J’ai craint que les variantes ne dénaturent la pureté originelle du fromage : il n’en est rien ! La pointe du couteau s’enfonce dans la croûte délicate, qui craque en laissant échapper la pâte onctueuse, piquetée de noir : la truffe des bois. Qui pouvait penser que sous ce blanc et ce noir se trouverait le plaisir des rois ?
Ce truffé, qui aiguise les goûts les plus pointus, trouve dans le pinot noir du nord de l’île du sud de Nouvelle-Zélande un soutien élégant. Une sucrosité légère alimente la pâte lactée sans la rendre amère. Le fruit rouge est tempéré de notes de sous-bois qui conviennent à la croûte fleurie.
Enfin, les éclats de truffe trouvent dans ce vin la lumière nécessaire à leur expression.
Un accord raffiné !

DONNÉES FOURNIES -
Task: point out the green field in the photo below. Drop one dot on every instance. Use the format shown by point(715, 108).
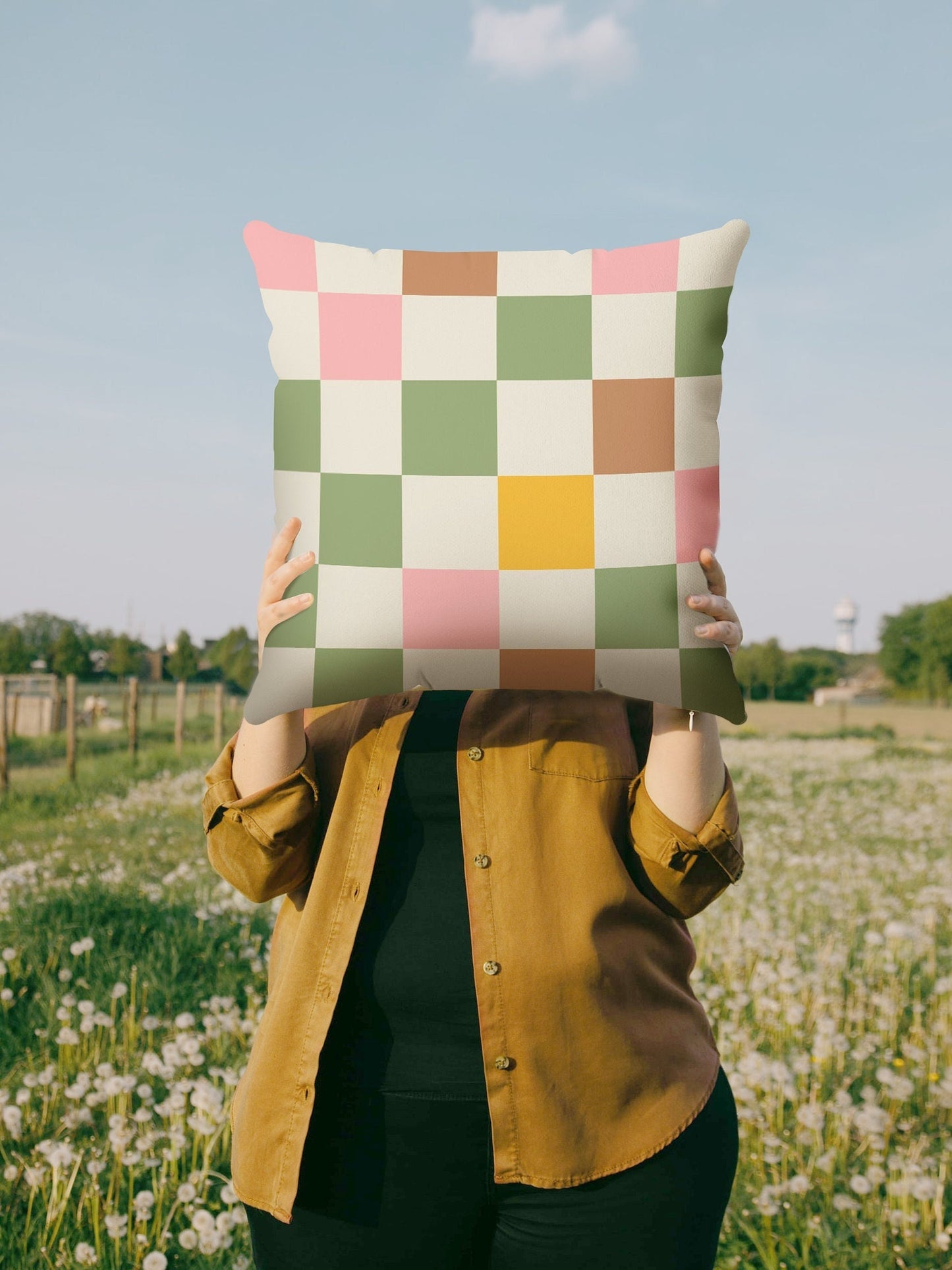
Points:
point(132, 978)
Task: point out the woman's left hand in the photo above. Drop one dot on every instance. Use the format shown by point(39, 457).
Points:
point(727, 627)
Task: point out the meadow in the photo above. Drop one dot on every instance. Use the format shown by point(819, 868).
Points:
point(132, 979)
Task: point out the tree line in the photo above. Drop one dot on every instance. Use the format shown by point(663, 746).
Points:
point(914, 657)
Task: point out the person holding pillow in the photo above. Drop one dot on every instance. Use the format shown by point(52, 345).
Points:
point(480, 1047)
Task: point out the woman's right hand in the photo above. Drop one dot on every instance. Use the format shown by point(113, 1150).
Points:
point(269, 751)
point(278, 574)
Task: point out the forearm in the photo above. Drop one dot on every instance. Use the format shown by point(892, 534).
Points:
point(267, 752)
point(685, 772)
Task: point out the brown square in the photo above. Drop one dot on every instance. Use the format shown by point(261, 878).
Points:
point(632, 426)
point(450, 274)
point(547, 668)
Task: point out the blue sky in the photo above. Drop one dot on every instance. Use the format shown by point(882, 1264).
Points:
point(138, 140)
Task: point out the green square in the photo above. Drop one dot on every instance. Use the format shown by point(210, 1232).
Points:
point(354, 674)
point(300, 630)
point(709, 682)
point(636, 608)
point(297, 426)
point(361, 520)
point(544, 337)
point(450, 427)
point(701, 327)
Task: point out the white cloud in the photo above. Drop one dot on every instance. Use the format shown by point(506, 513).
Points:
point(527, 45)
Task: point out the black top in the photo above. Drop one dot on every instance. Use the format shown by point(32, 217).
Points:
point(406, 1015)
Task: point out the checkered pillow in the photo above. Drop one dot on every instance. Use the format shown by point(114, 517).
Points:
point(505, 464)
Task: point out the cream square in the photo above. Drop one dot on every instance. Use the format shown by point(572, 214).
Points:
point(635, 520)
point(361, 426)
point(711, 260)
point(360, 270)
point(544, 274)
point(544, 427)
point(528, 598)
point(632, 335)
point(450, 522)
point(450, 337)
point(294, 341)
point(298, 494)
point(697, 399)
point(360, 606)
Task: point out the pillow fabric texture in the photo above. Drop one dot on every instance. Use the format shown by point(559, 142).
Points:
point(505, 464)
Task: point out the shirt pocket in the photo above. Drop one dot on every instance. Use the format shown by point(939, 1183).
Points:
point(580, 734)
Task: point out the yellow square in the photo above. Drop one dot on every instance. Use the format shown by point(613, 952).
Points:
point(546, 522)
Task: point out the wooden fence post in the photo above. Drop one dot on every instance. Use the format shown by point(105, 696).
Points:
point(4, 774)
point(179, 715)
point(134, 716)
point(71, 727)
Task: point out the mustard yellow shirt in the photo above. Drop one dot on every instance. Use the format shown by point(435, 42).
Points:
point(597, 1053)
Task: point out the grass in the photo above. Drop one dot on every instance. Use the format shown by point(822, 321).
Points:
point(132, 979)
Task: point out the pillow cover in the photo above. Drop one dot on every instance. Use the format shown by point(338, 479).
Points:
point(505, 464)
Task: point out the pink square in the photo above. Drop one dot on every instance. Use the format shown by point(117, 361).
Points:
point(360, 335)
point(697, 508)
point(629, 270)
point(283, 262)
point(451, 608)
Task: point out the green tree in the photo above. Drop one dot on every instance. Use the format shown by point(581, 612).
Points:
point(235, 654)
point(770, 664)
point(183, 663)
point(125, 657)
point(69, 654)
point(14, 654)
point(804, 672)
point(901, 641)
point(936, 657)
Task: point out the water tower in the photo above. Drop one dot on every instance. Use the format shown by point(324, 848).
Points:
point(845, 615)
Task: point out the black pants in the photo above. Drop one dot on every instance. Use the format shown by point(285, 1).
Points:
point(404, 1180)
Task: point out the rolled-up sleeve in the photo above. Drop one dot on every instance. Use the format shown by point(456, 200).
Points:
point(263, 844)
point(690, 870)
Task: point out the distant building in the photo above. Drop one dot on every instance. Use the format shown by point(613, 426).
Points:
point(845, 615)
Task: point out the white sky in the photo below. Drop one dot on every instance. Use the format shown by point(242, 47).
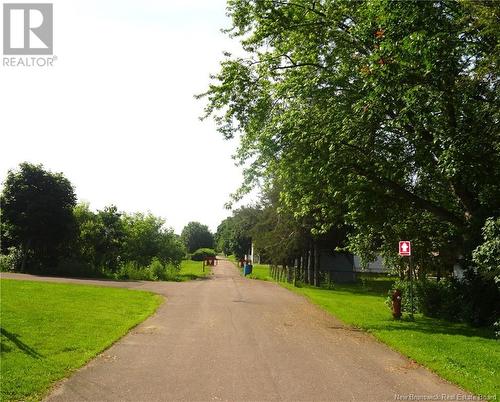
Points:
point(116, 113)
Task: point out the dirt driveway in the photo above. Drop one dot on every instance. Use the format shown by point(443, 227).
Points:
point(235, 339)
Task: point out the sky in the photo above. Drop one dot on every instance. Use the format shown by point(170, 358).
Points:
point(116, 113)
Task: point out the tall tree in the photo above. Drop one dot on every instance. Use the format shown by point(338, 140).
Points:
point(195, 236)
point(37, 215)
point(384, 111)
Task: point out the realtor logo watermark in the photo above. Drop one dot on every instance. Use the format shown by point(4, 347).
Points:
point(28, 30)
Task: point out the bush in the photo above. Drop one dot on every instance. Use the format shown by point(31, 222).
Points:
point(202, 253)
point(73, 266)
point(487, 255)
point(404, 287)
point(10, 261)
point(475, 299)
point(441, 299)
point(155, 271)
point(131, 270)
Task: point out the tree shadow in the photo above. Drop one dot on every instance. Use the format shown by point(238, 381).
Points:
point(422, 324)
point(14, 338)
point(428, 325)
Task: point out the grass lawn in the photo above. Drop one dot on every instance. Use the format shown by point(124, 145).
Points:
point(469, 357)
point(48, 330)
point(193, 270)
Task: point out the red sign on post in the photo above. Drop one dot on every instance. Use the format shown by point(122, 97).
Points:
point(404, 248)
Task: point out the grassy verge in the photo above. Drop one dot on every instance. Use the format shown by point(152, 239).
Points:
point(48, 330)
point(469, 357)
point(193, 270)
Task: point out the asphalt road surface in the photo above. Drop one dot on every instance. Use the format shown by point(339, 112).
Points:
point(233, 339)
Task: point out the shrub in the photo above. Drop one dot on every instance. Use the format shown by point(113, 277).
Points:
point(487, 255)
point(72, 266)
point(202, 253)
point(131, 270)
point(404, 287)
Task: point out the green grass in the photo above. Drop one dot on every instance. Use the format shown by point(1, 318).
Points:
point(48, 330)
point(193, 270)
point(469, 357)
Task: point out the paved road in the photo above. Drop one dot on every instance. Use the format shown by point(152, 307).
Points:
point(235, 339)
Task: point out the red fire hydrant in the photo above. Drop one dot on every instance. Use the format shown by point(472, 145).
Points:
point(396, 304)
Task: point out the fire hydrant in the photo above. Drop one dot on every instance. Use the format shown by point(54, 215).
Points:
point(396, 304)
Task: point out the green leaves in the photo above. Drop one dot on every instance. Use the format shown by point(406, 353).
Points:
point(382, 115)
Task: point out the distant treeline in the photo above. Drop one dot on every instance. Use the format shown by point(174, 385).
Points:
point(45, 231)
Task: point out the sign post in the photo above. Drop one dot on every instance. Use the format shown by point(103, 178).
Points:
point(405, 251)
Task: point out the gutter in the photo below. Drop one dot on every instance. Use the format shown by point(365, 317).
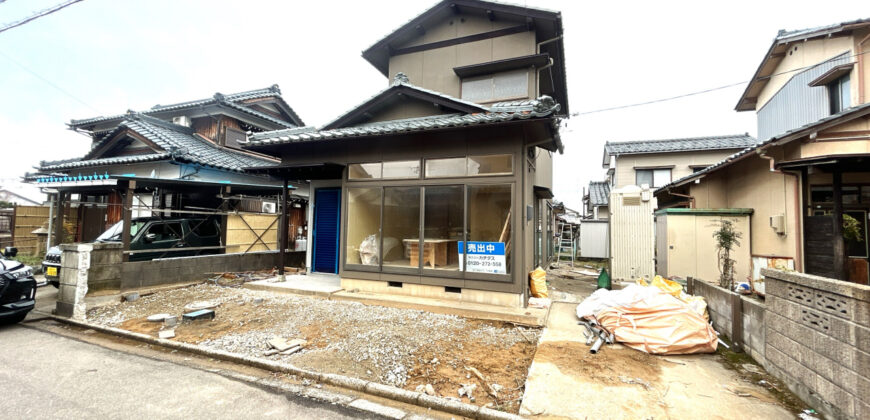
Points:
point(798, 254)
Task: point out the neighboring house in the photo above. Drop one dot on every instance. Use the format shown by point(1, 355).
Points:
point(634, 168)
point(596, 200)
point(810, 169)
point(184, 154)
point(432, 187)
point(658, 162)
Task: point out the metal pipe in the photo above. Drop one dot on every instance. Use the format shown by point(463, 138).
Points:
point(596, 346)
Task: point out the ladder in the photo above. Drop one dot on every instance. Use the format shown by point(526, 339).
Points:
point(566, 242)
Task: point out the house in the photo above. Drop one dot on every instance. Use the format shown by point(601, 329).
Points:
point(596, 200)
point(168, 157)
point(634, 168)
point(432, 187)
point(801, 199)
point(809, 171)
point(658, 162)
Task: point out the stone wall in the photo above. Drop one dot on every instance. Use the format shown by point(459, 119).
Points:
point(818, 341)
point(720, 307)
point(165, 271)
point(85, 269)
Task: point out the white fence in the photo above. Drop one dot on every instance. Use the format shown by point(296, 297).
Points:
point(594, 239)
point(632, 233)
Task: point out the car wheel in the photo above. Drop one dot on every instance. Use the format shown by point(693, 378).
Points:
point(14, 319)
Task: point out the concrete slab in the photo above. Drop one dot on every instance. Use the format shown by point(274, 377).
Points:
point(535, 317)
point(566, 381)
point(309, 285)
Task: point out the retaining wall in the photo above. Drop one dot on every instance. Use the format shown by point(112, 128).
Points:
point(751, 328)
point(818, 341)
point(165, 271)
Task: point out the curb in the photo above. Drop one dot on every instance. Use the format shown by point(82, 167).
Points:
point(341, 381)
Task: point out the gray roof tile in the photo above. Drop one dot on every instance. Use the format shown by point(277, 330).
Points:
point(232, 100)
point(599, 193)
point(499, 112)
point(737, 141)
point(178, 143)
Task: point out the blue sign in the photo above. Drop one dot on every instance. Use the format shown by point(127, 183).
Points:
point(483, 257)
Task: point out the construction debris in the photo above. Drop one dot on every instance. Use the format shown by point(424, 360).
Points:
point(237, 279)
point(200, 314)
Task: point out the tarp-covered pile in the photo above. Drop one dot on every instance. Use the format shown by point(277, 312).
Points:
point(657, 319)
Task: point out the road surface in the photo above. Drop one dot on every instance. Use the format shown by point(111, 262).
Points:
point(43, 375)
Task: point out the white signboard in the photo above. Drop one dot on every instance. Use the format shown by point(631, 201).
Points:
point(483, 257)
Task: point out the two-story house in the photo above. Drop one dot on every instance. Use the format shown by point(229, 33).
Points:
point(432, 186)
point(174, 155)
point(809, 172)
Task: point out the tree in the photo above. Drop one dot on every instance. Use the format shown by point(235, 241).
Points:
point(727, 238)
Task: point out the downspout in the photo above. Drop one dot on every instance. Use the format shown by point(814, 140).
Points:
point(538, 73)
point(798, 256)
point(861, 69)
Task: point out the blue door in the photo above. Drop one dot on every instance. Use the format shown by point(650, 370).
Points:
point(327, 206)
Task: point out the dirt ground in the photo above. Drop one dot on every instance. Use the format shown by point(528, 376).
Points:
point(399, 347)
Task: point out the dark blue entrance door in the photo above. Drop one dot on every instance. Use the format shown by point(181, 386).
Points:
point(327, 206)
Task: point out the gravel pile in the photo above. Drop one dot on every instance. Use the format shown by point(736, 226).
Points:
point(385, 339)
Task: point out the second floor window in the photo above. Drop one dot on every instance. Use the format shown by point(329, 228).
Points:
point(655, 178)
point(839, 95)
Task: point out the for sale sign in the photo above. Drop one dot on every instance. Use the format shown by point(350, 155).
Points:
point(483, 257)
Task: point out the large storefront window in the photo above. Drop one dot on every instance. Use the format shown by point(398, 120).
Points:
point(401, 226)
point(444, 224)
point(364, 221)
point(488, 249)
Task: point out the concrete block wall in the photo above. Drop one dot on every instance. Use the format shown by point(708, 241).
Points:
point(719, 307)
point(166, 271)
point(818, 341)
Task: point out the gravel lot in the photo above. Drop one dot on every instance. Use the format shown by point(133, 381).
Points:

ÉNONCÉ - Dressez la liste des parties du fromage truffé que nomme l'extrait. Les enregistrements constituent un matériau distinct de l'extrait.

CORRIGÉ -
- la croûte
- la pâte
- la truffe